DAY66 SPI Driver for ADXL345 Accelerometer

SPI Driver for ADXL345 Accelerometer

1. Core Principles of SPI Protocol

SPI is a full-duplex, synchronous, master-slave communication bus. To drive peripherals, first master the physical layer wiring and timing rules.

1.1 Physical Layer: Four-Wire Connection Logic

Each wire in the standard SPI four-wire system has a clear function. The specific connections between the IMX6ULL (master device) and ADXL345 (slave device) are as follows:

Signal Line	Function Description	IMX6ULL Pin (ECSPI3)	ADXL345 Pin
SCLK	Serial clock, generated by master	UART2_RX_DATA	SCLK
MOSI	Master Out Slave In	UART2_CTS_B	MOSI
MISO	Master In Slave Out	UART2_RTS_B	MISO
CS/SS	Slave Select (active low, GPIO emulated)	UART2_TX_DATA (GPIO1_IO20)	CS

Note: The IMX6ULL's ECSPI3 has a built-in hardware CS, but this article uses GPIO to emulate CS for greater flexibility and to help beginners understand the core logic of "chip select."

1.2 Timing Rules: CPOL and CPHA Determine Communication Mode

SPI timing is defined by two key parameters: CPOL (Clock Polarity) and CPHA (Clock Phase) , which combine to form four communication modes. ADXL345 recommends Mode 3 (CPOL=1, CPHA=1).

Parameter	Meaning	Mode 3 Config
CPOL	Clock idle level: 0=low idle, 1=high idle	1
CPHA	Data sampling edge: 0=first clock edge, 1=second clock edge	1

Timing logic for Mode 3:

• SCLK remains high when idle;
• The master sends data on the falling edge of SCLK, and the slave samples data on the rising edge (second edge).

**EXERCISE TASK A**
List the signal lines named in the SPI article's wiring table.

**INFORMATION PROVIDED**

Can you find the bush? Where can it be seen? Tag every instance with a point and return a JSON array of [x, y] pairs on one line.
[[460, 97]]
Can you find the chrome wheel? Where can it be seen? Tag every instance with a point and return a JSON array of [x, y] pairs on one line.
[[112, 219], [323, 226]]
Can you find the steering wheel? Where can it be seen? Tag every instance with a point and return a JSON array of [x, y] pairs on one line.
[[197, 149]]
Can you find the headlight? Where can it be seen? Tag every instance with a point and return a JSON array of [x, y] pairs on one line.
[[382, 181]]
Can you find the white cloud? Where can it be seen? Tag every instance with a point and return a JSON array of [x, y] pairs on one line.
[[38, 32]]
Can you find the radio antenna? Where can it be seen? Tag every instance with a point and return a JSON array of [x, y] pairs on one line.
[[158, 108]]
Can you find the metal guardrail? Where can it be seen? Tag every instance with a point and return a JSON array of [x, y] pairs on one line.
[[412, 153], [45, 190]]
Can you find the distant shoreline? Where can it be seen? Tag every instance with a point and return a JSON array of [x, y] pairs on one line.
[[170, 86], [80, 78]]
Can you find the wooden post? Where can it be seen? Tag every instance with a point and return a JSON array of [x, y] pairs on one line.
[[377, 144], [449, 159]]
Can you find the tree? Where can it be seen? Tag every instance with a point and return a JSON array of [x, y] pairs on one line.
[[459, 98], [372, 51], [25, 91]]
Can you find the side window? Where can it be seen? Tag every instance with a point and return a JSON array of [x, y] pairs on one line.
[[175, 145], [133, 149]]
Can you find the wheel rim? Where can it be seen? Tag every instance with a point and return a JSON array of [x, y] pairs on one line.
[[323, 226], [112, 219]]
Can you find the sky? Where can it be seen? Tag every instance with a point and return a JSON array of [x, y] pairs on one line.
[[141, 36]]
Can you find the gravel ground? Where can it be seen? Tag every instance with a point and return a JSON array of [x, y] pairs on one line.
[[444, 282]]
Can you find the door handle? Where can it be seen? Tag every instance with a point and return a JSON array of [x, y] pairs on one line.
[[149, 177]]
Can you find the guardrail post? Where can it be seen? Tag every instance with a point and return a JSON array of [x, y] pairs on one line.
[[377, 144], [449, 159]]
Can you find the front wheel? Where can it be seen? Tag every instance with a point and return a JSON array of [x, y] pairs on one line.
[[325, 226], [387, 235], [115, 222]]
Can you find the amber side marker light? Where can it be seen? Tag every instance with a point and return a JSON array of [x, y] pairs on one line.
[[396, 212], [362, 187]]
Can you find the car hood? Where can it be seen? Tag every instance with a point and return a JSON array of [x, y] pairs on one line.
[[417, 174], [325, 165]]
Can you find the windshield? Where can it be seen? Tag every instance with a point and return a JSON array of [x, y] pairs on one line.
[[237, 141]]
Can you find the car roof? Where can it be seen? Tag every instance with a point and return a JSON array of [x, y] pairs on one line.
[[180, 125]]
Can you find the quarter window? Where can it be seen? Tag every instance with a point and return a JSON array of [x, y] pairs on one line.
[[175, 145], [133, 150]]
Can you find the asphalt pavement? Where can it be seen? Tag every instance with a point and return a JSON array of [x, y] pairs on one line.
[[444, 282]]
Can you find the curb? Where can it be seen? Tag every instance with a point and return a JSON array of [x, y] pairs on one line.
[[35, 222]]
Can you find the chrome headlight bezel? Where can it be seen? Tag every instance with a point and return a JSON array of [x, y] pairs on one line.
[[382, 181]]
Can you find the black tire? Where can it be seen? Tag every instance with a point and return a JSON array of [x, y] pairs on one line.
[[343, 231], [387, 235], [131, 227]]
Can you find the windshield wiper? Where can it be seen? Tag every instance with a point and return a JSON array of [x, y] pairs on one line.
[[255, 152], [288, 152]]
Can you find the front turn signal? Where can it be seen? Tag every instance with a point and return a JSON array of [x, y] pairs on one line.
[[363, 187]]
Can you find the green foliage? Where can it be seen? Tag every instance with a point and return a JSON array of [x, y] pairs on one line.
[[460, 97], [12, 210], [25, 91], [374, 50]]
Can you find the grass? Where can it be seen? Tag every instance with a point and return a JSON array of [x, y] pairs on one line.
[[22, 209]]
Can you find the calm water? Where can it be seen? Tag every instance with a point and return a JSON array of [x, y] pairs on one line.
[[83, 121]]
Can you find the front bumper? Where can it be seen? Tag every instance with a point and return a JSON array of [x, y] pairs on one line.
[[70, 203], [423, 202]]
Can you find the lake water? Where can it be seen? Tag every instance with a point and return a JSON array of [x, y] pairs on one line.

**EXERCISE TASK B**
Render the lines of the records, from the line holding "Can you find the wooden" through the line holding "[[175, 145], [133, 149]]", inclusive, as a numbered list.

**ANSWER A**
- SCLK
- MOSI
- MISO
- CS/SS

**ANSWER B**
1. Can you find the wooden post? Where can it be seen? Tag every instance with a point and return a JSON array of [x, y] pairs on one line.
2. [[377, 144], [449, 159]]
3. Can you find the tree? Where can it be seen? Tag every instance with a point and return a JSON array of [x, y] pairs on one line.
4. [[459, 98], [372, 51], [25, 91]]
5. Can you find the side window? Where can it be seen? Tag every instance with a point and return a JSON array of [x, y] pairs on one line.
6. [[175, 145], [133, 149]]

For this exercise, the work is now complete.